What to produce
Reproduce exactly the final portion of the data: every line from the one containing "Where can you see the teal" through the last line, inclusive.

Data rows
■ ■ ■ ■

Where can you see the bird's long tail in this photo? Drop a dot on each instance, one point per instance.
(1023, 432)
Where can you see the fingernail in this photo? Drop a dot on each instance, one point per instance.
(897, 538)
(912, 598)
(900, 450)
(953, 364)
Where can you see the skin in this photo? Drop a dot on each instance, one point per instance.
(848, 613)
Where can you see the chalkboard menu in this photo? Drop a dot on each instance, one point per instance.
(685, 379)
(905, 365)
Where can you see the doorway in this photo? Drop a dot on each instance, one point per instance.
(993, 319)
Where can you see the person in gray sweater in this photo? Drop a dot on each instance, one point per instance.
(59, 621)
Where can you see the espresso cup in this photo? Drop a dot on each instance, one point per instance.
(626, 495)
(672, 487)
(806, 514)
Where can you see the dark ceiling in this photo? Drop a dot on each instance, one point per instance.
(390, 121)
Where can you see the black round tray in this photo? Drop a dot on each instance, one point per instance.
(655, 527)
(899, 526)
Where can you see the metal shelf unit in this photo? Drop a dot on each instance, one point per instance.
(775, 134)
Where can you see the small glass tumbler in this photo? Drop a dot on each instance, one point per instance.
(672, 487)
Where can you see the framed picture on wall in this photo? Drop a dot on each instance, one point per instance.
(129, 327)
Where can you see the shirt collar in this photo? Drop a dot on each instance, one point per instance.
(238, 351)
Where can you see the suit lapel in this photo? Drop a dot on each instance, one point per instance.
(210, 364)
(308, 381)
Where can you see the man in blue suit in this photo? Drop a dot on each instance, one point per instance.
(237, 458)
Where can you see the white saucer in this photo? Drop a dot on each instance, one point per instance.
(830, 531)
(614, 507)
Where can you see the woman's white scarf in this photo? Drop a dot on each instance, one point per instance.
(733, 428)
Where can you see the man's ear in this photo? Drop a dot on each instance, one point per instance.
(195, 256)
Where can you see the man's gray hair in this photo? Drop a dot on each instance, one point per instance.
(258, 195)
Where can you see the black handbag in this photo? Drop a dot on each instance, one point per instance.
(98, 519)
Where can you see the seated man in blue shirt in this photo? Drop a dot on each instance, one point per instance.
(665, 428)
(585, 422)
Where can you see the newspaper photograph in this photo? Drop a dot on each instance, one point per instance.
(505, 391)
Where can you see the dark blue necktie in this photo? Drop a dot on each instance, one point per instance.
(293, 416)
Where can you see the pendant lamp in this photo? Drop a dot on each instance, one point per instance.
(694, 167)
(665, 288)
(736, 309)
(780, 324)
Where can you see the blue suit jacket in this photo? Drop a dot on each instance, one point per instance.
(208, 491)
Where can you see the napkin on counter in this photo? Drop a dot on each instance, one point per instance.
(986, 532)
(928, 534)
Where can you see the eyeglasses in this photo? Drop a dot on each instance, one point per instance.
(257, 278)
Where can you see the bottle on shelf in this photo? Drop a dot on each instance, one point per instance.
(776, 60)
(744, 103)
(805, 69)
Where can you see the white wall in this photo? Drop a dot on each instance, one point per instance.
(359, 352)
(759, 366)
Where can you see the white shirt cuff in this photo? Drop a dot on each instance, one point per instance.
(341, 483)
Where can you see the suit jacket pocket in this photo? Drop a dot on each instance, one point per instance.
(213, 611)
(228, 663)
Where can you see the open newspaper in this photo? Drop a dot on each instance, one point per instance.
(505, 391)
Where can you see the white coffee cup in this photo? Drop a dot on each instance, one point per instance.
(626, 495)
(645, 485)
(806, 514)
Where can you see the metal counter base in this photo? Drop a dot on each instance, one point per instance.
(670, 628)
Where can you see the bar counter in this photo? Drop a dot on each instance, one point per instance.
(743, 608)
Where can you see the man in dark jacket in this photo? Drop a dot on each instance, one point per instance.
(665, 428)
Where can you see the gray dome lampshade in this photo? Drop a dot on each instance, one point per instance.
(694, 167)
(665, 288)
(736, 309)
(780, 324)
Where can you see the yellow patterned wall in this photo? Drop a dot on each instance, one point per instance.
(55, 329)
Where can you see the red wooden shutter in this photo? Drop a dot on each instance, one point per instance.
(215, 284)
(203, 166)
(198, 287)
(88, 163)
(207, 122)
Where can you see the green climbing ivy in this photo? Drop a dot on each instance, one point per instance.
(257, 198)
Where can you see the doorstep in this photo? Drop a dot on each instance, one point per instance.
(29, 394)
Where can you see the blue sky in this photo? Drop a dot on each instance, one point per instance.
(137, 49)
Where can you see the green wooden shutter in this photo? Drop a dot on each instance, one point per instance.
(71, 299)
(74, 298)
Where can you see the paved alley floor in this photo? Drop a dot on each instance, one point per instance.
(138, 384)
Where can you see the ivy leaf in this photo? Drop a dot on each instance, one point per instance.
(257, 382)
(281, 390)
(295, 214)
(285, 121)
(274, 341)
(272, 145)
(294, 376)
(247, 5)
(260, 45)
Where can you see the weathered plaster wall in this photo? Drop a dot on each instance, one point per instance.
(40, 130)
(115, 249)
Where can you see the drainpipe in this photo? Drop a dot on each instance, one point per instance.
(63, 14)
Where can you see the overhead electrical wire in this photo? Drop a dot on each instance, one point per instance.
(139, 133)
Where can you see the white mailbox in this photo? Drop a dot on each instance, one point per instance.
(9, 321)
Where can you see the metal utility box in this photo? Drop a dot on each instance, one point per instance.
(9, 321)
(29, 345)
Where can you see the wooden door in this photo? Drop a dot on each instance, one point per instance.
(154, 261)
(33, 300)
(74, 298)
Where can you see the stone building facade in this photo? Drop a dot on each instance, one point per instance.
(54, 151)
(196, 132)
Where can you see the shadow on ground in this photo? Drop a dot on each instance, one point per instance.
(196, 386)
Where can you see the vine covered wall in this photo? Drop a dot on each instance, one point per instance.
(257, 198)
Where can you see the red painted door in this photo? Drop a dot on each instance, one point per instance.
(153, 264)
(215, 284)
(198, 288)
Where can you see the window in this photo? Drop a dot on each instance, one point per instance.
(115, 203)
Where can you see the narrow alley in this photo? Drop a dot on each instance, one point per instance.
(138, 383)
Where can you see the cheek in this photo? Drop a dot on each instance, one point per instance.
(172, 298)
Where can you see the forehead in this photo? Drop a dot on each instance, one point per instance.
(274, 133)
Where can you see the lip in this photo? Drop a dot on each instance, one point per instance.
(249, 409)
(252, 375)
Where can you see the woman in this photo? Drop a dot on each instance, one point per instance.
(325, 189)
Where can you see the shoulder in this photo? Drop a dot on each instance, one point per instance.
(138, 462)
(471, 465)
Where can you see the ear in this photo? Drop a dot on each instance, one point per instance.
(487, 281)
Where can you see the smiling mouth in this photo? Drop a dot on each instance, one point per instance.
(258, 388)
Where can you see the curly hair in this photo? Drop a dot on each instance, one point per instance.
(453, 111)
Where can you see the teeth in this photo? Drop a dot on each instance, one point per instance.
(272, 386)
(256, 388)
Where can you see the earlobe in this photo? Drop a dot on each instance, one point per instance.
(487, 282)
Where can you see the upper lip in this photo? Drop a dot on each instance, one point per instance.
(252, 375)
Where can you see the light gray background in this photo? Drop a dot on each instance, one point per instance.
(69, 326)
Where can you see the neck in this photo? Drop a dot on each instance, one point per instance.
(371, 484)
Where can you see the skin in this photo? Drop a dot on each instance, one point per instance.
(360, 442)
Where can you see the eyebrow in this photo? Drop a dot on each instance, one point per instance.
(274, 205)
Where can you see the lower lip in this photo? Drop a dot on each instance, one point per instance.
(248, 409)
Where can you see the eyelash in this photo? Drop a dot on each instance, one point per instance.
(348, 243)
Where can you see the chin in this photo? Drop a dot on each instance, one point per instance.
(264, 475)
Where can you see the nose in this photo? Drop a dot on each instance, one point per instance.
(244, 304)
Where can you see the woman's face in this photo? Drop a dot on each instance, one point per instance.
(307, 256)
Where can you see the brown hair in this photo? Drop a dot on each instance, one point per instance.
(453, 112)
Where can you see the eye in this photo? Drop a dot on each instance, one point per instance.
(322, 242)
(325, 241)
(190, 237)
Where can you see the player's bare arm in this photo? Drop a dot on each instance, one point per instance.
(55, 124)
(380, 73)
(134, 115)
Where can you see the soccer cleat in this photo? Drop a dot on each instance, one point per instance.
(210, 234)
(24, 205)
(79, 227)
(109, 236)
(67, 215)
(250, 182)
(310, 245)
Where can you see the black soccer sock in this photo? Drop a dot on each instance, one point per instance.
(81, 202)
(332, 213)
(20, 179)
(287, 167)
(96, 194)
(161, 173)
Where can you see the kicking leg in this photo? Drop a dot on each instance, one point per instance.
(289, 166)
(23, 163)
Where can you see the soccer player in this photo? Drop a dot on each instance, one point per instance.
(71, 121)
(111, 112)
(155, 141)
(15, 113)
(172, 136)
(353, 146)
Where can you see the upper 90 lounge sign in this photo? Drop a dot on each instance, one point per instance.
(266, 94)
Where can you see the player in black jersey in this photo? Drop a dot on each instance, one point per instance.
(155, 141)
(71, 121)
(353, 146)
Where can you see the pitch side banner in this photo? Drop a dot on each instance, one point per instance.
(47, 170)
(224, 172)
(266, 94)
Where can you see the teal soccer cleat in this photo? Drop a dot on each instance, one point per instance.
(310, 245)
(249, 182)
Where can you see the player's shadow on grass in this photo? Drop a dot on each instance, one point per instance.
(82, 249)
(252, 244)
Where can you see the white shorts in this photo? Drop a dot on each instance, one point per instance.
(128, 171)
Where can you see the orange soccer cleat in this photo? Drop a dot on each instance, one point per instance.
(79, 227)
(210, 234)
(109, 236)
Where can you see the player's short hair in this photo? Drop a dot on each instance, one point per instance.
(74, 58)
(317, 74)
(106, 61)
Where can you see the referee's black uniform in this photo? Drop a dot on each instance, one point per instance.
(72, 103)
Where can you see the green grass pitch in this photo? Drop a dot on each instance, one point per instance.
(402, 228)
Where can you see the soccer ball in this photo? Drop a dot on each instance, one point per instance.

■ ■ ■ ■

Right answer
Where can you see the teal soccer cleat in this photo? Drop a dot on each instance, one point per instance.
(310, 245)
(249, 182)
Where can you see the player's shadow on grass in this photo? Drop a dot on each instance, one point per instance.
(82, 249)
(252, 244)
Where can you see the white shorts in this photo? Drop a dot on each instance, one point per instance.
(128, 171)
Where can you see the orange soccer cleat in this photo? Drop a dot on each instance, one point per instance.
(79, 227)
(210, 234)
(109, 236)
Where can you see the player's short hair in this photo? Drop a dot on each instance, one point per instance.
(74, 58)
(317, 74)
(106, 61)
Where can you see the referee's black uniform in this photo? Drop a dot on each instance, one point per instance.
(72, 103)
Where can you see the green grass pitch in this photo? Drop a dot on each instance, one point per instance.
(402, 228)
Where can you see the soccer ball in this photo? Drop a dot on each instance, one point per instance.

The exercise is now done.